What is expected:
Rescale the rows below, beginning at the line that contains "Return one point per instance of the asphalt" and stopping after the line that contains "Return one point per instance of the car wheel, each". Write out only those lines again, keeping the requests unchanged, and multiply every coordinate in the answers by 2.15, rounding each to a whole number with halves going up.

Extracted information:
:::::
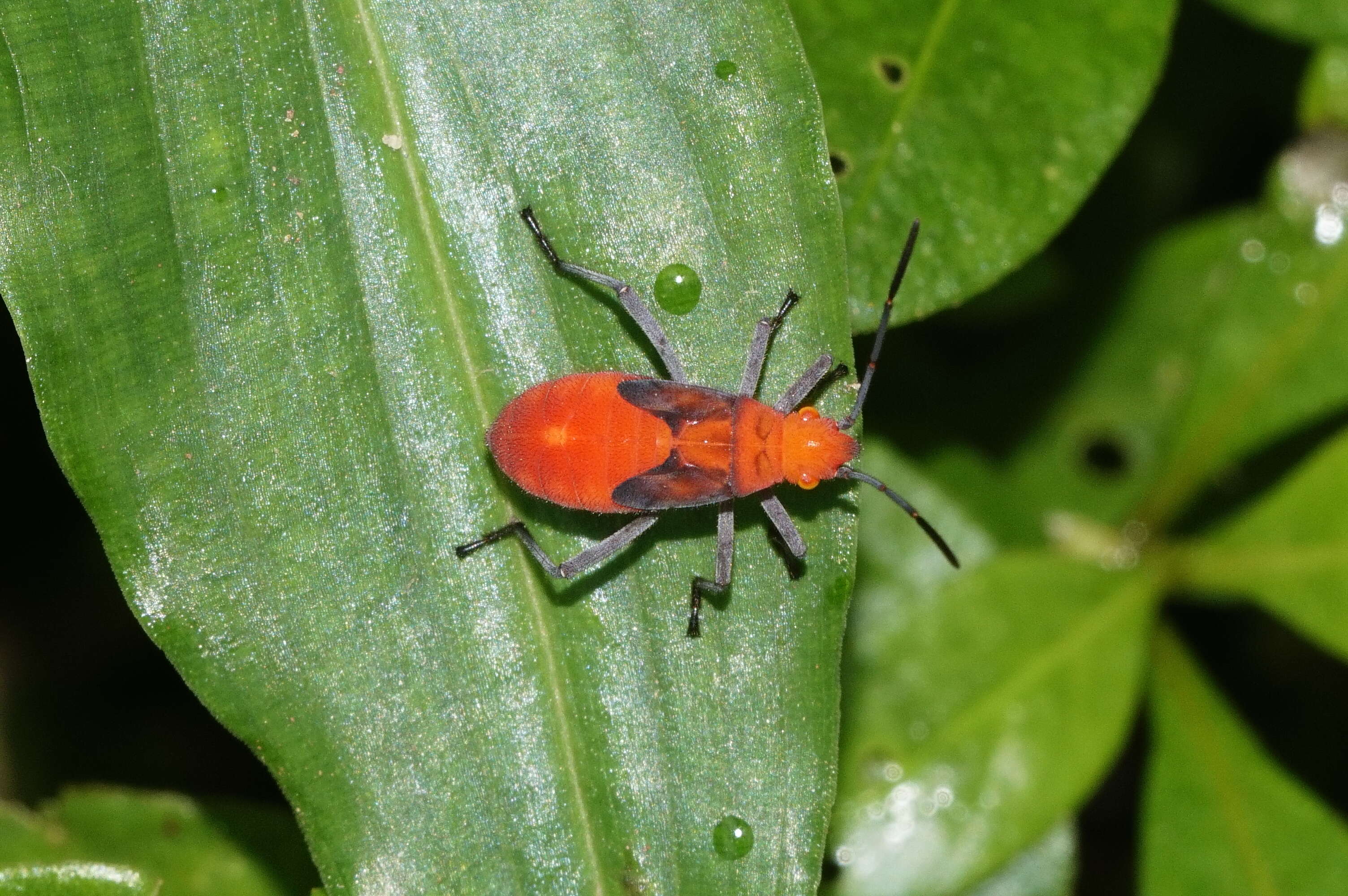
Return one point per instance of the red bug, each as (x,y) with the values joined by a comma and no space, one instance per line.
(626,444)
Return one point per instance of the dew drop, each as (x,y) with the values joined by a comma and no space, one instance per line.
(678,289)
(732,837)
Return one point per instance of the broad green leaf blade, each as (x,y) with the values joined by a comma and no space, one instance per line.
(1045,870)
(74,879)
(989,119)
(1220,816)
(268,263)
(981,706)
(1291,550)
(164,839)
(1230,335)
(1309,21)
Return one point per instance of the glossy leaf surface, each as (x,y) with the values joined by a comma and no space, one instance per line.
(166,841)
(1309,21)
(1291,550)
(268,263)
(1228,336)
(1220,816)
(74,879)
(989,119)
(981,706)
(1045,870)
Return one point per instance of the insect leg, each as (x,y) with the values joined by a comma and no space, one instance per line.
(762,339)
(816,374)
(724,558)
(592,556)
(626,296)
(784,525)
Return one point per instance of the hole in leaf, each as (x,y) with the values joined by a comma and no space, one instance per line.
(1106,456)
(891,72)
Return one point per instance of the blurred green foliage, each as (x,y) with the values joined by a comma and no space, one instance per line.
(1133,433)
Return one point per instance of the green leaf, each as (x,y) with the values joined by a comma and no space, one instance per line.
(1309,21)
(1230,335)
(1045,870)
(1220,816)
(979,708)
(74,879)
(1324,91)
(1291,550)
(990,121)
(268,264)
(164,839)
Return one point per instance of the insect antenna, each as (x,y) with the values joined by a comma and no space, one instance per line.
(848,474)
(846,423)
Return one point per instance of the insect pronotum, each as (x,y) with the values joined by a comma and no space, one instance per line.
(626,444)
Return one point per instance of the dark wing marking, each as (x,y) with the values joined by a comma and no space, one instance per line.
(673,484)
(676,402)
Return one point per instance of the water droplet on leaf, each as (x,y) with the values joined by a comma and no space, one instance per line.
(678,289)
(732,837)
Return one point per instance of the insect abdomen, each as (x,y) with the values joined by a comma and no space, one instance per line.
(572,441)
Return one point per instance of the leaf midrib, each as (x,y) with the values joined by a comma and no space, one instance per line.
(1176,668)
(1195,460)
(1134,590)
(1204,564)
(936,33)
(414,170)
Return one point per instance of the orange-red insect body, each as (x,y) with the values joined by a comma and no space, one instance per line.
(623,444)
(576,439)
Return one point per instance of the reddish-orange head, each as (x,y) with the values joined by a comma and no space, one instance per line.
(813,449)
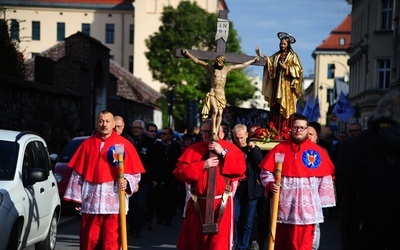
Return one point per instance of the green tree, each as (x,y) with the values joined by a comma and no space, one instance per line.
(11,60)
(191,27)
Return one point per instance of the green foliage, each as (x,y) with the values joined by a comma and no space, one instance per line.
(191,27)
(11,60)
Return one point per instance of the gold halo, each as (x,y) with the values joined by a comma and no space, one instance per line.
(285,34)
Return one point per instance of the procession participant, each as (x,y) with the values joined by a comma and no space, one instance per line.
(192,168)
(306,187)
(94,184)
:::::
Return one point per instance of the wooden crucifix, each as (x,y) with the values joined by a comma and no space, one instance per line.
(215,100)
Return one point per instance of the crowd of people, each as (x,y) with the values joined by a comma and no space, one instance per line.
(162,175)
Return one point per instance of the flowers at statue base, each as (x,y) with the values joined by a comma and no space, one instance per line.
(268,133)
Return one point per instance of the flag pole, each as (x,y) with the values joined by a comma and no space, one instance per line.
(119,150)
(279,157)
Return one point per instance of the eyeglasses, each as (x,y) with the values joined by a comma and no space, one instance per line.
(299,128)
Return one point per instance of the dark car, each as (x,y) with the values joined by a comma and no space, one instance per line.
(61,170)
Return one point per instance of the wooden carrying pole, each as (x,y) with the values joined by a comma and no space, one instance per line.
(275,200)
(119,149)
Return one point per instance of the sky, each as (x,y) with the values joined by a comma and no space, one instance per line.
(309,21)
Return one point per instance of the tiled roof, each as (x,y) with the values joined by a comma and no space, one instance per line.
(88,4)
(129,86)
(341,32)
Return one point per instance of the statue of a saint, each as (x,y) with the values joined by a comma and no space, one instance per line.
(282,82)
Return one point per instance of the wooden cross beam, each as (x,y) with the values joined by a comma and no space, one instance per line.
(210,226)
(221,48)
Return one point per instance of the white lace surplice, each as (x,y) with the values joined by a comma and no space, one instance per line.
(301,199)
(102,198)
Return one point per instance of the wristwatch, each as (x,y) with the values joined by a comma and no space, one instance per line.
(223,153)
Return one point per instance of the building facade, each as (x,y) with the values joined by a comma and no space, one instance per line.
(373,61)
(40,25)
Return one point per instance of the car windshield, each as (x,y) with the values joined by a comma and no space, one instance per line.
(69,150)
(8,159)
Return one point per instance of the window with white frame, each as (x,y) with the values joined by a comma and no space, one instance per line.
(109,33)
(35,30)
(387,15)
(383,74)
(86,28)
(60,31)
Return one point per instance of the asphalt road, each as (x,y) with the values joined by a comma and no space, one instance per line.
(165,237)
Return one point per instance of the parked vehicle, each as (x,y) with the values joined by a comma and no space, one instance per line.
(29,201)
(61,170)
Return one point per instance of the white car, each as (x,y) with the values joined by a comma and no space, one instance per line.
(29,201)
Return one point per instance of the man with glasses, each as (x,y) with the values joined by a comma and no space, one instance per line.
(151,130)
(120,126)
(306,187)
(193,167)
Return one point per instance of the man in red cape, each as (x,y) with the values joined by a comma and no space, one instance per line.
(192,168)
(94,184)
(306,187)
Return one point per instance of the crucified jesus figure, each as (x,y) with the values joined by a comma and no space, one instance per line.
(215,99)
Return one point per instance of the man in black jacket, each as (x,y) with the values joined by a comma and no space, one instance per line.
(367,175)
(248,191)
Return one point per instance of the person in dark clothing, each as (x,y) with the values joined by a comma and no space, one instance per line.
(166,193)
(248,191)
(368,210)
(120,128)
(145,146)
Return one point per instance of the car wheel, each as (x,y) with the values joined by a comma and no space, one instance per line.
:::::
Task response:
Return one point per instance of the asphalt road, each as (x,y) with the values joined by a comma and no space, one instance per line.
(355,510)
Return one point per instance of the parked vehicle, each as (x,y) with the values joined by a comma and no space, one instance per line.
(62,432)
(131,366)
Return one point per instance of the white car, each as (x,y) with the values joined by a comma and no space, one instance per line.
(62,432)
Return one point per instance of the man with glasses, each as (x,y) with the values joined by a comma and no space, one instance per line.
(325,280)
(258,271)
(658,402)
(415,359)
Return one point per instance of the man in red cape, each as (x,y) with the values joined by a comma and no space, one instance per line.
(413,361)
(202,396)
(658,402)
Return one point per instance of the crucified jesus figure, each as (x,y) with the values joined by a comma and no space, one instance per line.
(462,213)
Return one point per instance of the man in black jacket, each as (x,y) with the values joined by a comma and no space, one instance per line.
(789,376)
(533,411)
Return one point per instance of the person in dark clothing, each as (x,y) with the values joined by a comma and no space, one instance per line.
(357,415)
(533,411)
(791,452)
(258,275)
(312,314)
Return one point per instance of the car wheel, each as (x,y) with the values joined by a comma and no space, one instance per line.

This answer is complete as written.